Extrait du document
[Saison culturelle BU fév.-mars 2023] L'Ignorance

Fake news, post-vérité, théories du complot, règne de la rumeurtout porte à croire que l’ignorance s’accroît, sous l’effet, semble-t-il, de la présence de plus en plus prégnante des réseaux sociaux et de la multiplication de sources d’information parfois jugées illégitimes car non validées par des « spécialistes » ou des « expert.e.s ». Si l’accroissement de l’ignorance est le corollaire malheureux de ces nouveaux lieux d’information, il est aussi parfois une stratégie, un outil de manipulation par lequel on cherche à maintenir certaines populations dans une illusion du savoir afin de protéger des intérêts politiques ou commerciaux. Cette production délibérée d’ignorance a même donné lieu à l’émergence d’un champ d’étude apparu aux États-Unis au début des années 2000, l’agnotologie, qui s’intéresse plus particulièrement au secret et à la production du doute dans les domaines médicaux et environnementaux.

Consigne
Recopiez intégralement le texte sur l'ignorance, sans rien y modifier.

[Données de localisation de points dans des images]
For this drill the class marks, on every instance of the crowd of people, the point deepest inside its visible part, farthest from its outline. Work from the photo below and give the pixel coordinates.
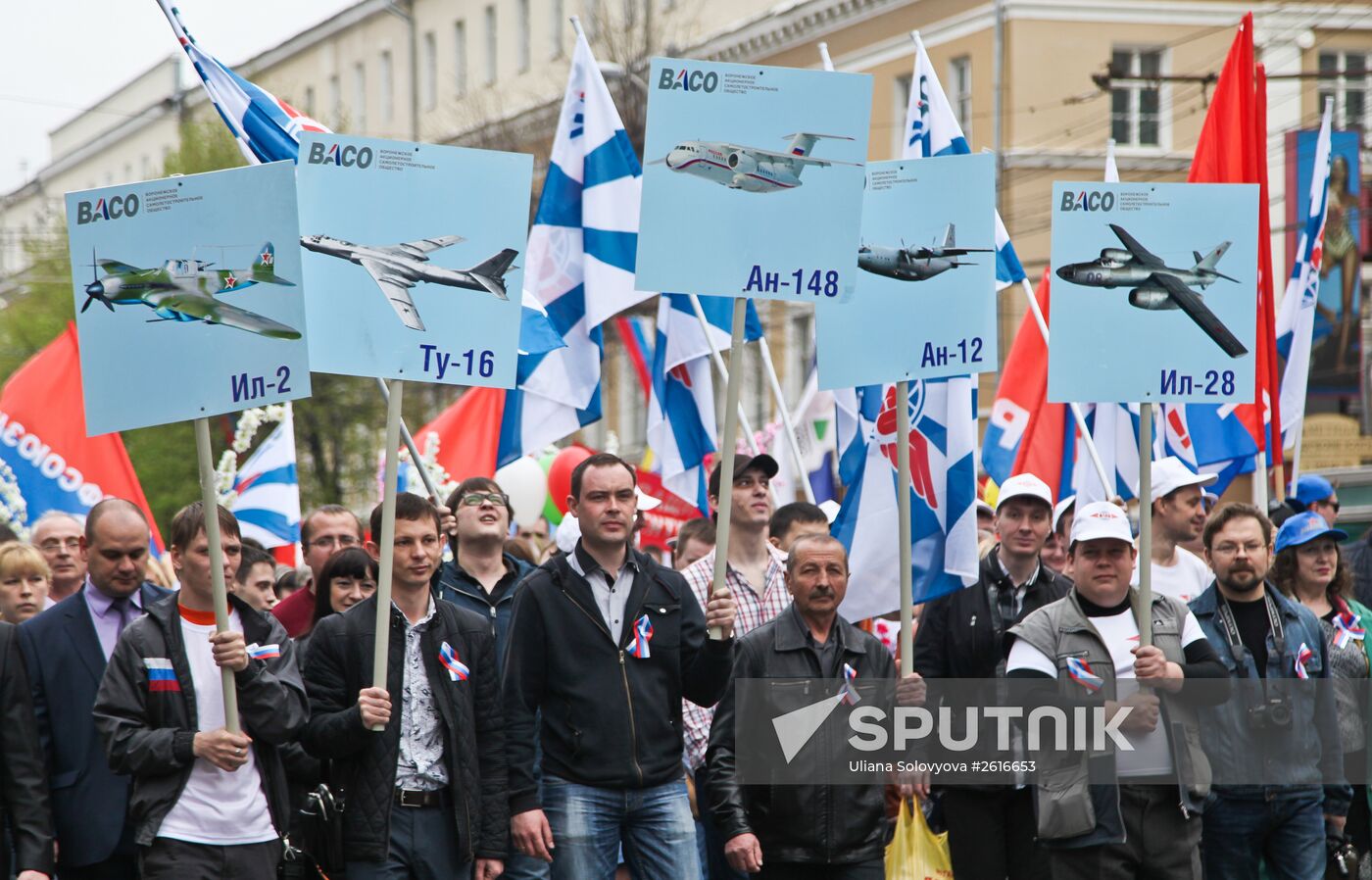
(568, 709)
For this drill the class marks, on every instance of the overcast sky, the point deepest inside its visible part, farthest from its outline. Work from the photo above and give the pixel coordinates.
(59, 58)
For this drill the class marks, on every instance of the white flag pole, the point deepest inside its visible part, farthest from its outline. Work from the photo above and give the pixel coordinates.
(210, 502)
(387, 540)
(729, 445)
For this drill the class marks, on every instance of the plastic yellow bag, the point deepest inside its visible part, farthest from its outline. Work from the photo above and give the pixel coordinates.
(916, 853)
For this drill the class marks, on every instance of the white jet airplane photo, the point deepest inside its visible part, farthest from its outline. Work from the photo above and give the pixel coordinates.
(748, 168)
(915, 263)
(397, 268)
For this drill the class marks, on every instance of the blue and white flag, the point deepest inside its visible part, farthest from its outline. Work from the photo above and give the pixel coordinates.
(268, 490)
(1206, 437)
(932, 129)
(681, 408)
(1296, 318)
(268, 129)
(943, 502)
(580, 263)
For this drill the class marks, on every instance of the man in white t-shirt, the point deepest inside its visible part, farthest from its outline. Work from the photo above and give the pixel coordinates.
(208, 804)
(1179, 513)
(1091, 639)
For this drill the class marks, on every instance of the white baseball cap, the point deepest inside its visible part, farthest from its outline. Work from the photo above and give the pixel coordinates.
(1024, 485)
(1101, 519)
(1170, 474)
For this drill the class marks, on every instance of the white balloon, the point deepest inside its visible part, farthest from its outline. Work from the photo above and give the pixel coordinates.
(525, 483)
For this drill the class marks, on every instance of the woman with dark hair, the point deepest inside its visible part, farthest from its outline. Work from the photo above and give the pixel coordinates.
(347, 578)
(1309, 568)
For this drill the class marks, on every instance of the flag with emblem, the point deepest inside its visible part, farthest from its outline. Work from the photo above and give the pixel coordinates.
(267, 490)
(932, 129)
(1296, 320)
(681, 407)
(580, 263)
(943, 502)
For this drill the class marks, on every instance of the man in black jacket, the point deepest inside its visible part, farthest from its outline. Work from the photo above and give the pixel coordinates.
(802, 832)
(24, 781)
(425, 795)
(607, 643)
(991, 829)
(208, 804)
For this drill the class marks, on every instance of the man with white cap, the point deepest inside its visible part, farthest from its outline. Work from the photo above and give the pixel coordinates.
(991, 828)
(1179, 513)
(1091, 637)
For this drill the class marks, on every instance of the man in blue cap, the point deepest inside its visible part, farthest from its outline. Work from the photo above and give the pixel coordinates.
(1316, 495)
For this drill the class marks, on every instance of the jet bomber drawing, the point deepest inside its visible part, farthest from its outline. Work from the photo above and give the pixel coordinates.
(397, 268)
(1158, 286)
(748, 168)
(915, 263)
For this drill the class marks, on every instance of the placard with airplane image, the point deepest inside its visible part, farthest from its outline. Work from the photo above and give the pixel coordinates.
(188, 295)
(752, 180)
(1154, 293)
(926, 283)
(414, 259)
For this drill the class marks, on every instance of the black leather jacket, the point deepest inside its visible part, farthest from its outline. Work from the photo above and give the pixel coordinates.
(364, 762)
(24, 780)
(811, 824)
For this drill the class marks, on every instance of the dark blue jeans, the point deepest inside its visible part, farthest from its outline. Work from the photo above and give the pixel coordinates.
(422, 848)
(589, 824)
(1286, 829)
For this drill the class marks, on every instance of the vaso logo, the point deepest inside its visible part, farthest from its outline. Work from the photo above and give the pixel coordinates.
(1087, 201)
(689, 79)
(342, 156)
(113, 208)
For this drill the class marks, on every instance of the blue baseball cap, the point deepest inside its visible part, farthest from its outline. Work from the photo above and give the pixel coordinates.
(1312, 488)
(1305, 527)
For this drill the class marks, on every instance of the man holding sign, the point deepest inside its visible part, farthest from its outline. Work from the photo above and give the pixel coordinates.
(606, 643)
(206, 804)
(427, 791)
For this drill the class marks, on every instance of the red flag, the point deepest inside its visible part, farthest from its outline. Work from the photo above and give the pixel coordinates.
(1232, 150)
(1045, 445)
(43, 440)
(468, 432)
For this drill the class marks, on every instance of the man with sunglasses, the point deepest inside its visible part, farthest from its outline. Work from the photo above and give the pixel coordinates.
(483, 578)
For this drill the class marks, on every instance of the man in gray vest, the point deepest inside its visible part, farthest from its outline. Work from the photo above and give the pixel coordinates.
(1091, 640)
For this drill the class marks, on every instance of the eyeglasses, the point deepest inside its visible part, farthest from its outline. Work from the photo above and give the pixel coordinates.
(476, 499)
(328, 541)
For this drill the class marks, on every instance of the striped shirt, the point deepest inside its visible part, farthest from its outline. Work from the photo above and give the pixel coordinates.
(755, 609)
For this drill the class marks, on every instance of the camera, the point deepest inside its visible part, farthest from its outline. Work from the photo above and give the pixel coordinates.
(1273, 714)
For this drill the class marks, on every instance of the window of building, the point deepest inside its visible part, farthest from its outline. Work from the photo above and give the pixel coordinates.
(460, 58)
(387, 85)
(335, 102)
(521, 34)
(359, 98)
(1345, 77)
(959, 92)
(1135, 102)
(428, 82)
(491, 58)
(555, 29)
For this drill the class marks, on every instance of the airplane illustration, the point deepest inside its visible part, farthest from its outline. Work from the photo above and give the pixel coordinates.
(748, 168)
(187, 290)
(397, 268)
(915, 263)
(1158, 286)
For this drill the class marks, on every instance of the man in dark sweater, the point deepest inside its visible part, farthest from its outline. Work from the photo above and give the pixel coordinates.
(606, 643)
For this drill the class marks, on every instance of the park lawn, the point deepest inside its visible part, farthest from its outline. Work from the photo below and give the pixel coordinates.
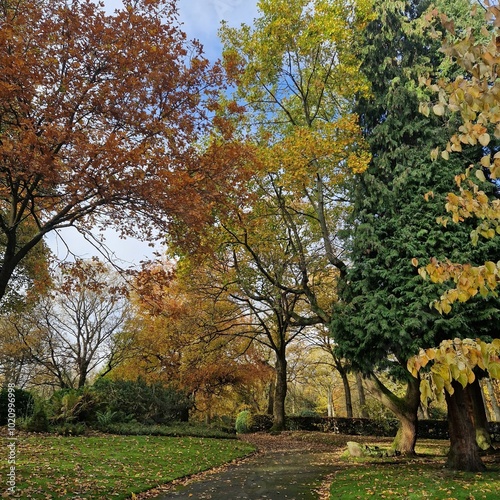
(110, 466)
(414, 478)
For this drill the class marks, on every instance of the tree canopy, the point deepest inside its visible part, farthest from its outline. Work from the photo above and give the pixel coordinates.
(100, 123)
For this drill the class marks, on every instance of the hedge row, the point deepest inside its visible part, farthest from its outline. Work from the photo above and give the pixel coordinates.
(432, 429)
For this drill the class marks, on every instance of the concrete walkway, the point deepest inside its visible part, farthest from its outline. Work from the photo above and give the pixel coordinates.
(292, 471)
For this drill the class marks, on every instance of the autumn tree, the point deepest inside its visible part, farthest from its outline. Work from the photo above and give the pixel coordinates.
(172, 340)
(296, 75)
(71, 332)
(100, 120)
(455, 365)
(474, 97)
(385, 315)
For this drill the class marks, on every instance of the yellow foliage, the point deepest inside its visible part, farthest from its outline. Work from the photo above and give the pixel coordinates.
(454, 360)
(477, 99)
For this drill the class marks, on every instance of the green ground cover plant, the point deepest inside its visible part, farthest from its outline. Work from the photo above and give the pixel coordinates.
(112, 466)
(424, 476)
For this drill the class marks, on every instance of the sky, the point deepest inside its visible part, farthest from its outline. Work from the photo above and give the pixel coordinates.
(200, 20)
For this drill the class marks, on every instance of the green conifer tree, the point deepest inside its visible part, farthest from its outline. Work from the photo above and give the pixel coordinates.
(384, 314)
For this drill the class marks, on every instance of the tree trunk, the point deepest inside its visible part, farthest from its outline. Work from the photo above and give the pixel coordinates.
(405, 409)
(362, 398)
(347, 392)
(331, 408)
(270, 399)
(480, 420)
(495, 409)
(464, 452)
(280, 393)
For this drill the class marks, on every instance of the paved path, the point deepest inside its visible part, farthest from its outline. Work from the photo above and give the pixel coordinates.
(283, 470)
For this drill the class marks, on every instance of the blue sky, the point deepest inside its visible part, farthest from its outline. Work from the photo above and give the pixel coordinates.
(201, 20)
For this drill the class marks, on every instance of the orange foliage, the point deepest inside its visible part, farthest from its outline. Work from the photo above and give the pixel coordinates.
(100, 123)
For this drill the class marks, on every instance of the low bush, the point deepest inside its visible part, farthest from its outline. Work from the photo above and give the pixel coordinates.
(24, 404)
(243, 423)
(38, 422)
(136, 400)
(175, 430)
(70, 429)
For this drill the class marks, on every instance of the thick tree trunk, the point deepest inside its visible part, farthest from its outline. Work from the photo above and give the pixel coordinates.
(362, 397)
(270, 398)
(405, 409)
(464, 452)
(494, 407)
(347, 392)
(330, 407)
(480, 420)
(280, 393)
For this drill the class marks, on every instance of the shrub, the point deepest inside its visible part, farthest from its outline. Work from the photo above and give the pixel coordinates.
(70, 429)
(106, 418)
(145, 403)
(38, 422)
(243, 423)
(72, 405)
(25, 404)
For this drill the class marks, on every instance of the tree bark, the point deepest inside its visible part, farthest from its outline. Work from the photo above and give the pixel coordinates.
(464, 452)
(330, 408)
(480, 419)
(347, 392)
(362, 397)
(280, 393)
(405, 409)
(270, 399)
(495, 409)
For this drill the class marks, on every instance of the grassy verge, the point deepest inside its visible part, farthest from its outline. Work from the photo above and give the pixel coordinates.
(110, 466)
(417, 478)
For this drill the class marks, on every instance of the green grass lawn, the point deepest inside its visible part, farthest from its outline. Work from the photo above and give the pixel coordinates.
(110, 466)
(414, 478)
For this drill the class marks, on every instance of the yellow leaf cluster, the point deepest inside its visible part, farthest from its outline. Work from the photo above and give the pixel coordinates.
(476, 98)
(469, 281)
(337, 148)
(454, 360)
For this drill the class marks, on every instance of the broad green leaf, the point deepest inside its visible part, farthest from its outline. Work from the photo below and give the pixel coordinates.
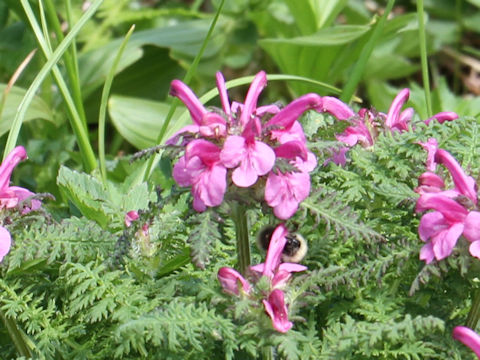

Corrigé
[Saison culturelle BU fév.-mars 2023] L'Ignorance

Fake news, post-vérité, théories du complot, règne de la rumeurtout porte à croire que l’ignorance s’accroît, sous l’effet, semble-t-il, de la présence de plus en plus prégnante des réseaux sociaux et de la multiplication de sources d’information parfois jugées illégitimes car non validées par des « spécialistes » ou des « expert.e.s ». Si l’accroissement de l’ignorance est le corollaire malheureux de ces nouveaux lieux d’information, il est aussi parfois une stratégie, un outil de manipulation par lequel on cherche à maintenir certaines populations dans une illusion du savoir afin de protéger des intérêts politiques ou commerciaux. Cette production délibérée d’ignorance a même donné lieu à l’émergence d’un champ d’étude apparu aux États-Unis au début des années 2000, l’agnotologie, qui s’intéresse plus particulièrement au secret et à la production du doute dans les domaines médicaux et environnementaux.